◆ **Quoted text**:
For the first quarter, we reported revenue of $140.3 million and adjusted EBITDA of $68.5 million. Our financial results were particularly strong given the weak rate market during the quarter. Charter rate in the dry bulk sector was devastated by the tragic dam collapse in Brazil that occurred in the first quarter. The closure of certain Brazilian mines not only removed a significant amount of iron ore from the supply chain but also did show in the longest route to China, the bigger user of iron ore.

Overall, there was a disproportionate negative impact on charter rates. Since the end of the first quarter, there has been a material rate improvement in the market and the current spot rate for Capesize vessels of approximately 12,200 is up about 110% from the average spot rate for the months of February and March.

Please turn to Slide 3, where we highlight how we are simplifying our group. We completed the acquisition of Navios Midstream by Navios Acquisition in December of 2018. We also completed the direct listing of Navios Maritime Containers on NASDAQ and commenced the next phase in the growth of NMCI by controlling 30 container ships.

On Slide 4, we focus on our diversified group. As you can see, Navios Partners was recently upgraded to B2 by Moody's following an upgrade by S&P in 2018. It has low levels with 35.7% net debt-to-book capitalization and strong cash flow with about $600 million of contracted revenue.

NMCI, our container-focused entity, has conservative leverage. NNA, our tanker company is operating in a healthy charter rate environment. In addition, the opportunities set in South America for Navios Logistics remains excellent and will continue to build a robust business there including adding a river port capacity in Mato Grosso do Sul area that we'll address later in this presentation.

Slide 5 highlights recent developments. We continued to deleverage and purchased $35.5 million of face value of our senior mortgage notes at an average price equal to 50% of par value. We also substituted collateral under 11.25% senior secured notes [but worth repeating] 1 Capesize vessel through the collateral package in exchange for ownership of 1.9 million of NMM unit and 0.2 million of NNA shares, that were currently part of the collateral securing the notes.

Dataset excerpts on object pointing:
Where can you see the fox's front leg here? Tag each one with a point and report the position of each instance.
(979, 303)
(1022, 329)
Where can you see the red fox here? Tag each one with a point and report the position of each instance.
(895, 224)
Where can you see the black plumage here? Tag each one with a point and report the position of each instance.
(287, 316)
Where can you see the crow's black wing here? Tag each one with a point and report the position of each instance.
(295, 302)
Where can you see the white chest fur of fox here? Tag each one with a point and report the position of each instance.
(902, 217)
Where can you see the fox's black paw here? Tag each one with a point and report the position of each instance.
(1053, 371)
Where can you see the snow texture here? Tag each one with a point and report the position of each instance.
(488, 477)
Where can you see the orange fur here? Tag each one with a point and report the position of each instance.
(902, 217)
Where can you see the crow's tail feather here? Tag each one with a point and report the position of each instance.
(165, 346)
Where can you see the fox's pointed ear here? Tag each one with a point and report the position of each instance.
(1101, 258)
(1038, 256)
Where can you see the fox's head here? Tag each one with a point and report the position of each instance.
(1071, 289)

◆ **Your tasks**:
- a) Using the earnings call excerpt, decide whether each statement agrees with it. Answer yes or no for each, and quote the words that settle it. (i) First-quarter revenue was $140.3 million. (ii) S&P upgraded Navios Partners in 2019. (iii) The senior mortgage notes were bought at an average price of 50% of par value.
- b) According to the earnings call excerpt, what rating did Moody's recently give Navios Partners?
- c) Extend the earnings call excerpt, picking up after its final sentence.

◆ **Responses per task**:
- a)
(i) Yes: "we reported revenue of $140.3 million"
(ii) No: "following an upgrade by S&P in 2018"
(iii) Yes: "at an average price equal to 50% of par value"

- b) B2.

- c)
We're extending $39.5 million maturities of 1 bank loan by 1 year and substituting the vessel Navios Serenity for the Sea Victory, which will be renamed Navios Victory.

We also completed an offer to exchange Series G and Series H preferred shares for cash and 9.75% notes with maturity in 2024. The exchange offer program retired about $2 million of ADS tendered and -- for $17.2 million in cash and notes.

We have been renewing our fleet. Our own fleet average age decreased by 20% while the fleet capacity remained about the same. During the last 17 months, we acquired 8 vessels with an average age of 4.2 years for $176.3 million and sold 9 vessels with an average age of 14.1 years for $133.5 million.

Slide 6 shows the cash flow potential for our fleet. For the remaining 9 months of 2019, our fleet has 14,359 available days, of which 8,201 days or about 57% of our days have market exposure. At the current combined rate of $12,945 per day, our fleet will generate $17.5 million of free cash flow. If rates were to increase to a 20-year average, we would generate about $91 million of free cash flow. Our fleet is expected to generate an additional $8 million for every $1,000 increase in charter rates.

Slide 7 sets forth Navios' cost structure. Our expected daily revenues for the remaining 9 months of 2019 is $12,601. We fixed 42.9% of our available days at an average daily rate of $11,095. Daily revenue may increase by $449 based on the current NNA and NMM dividend and further increased by $1,057 for the effect of the current rates on the open/index days.

Our break-even cost for the same period is expected to be $11,382 per day. Our cost includes all operating expenses, scheduled drydocking expense, charter-in expense for our charter-in fleet, G&A cash expenses as well as interest expense and capital repayment, net of management and administrative costs to affiliates.

Slide 8 highlights our strong liquidity position. Net debt-to-book capitalization was 72.1% and we had cash of $129.4 million at March 31, 2019. We have no significant committed shipping growth CapEx or any material debt maturities until 2022.

I would like now to turn the call over to Mr. Tom Beney, Navios Holdings Senior Vice President of Commercial Affairs. Tom?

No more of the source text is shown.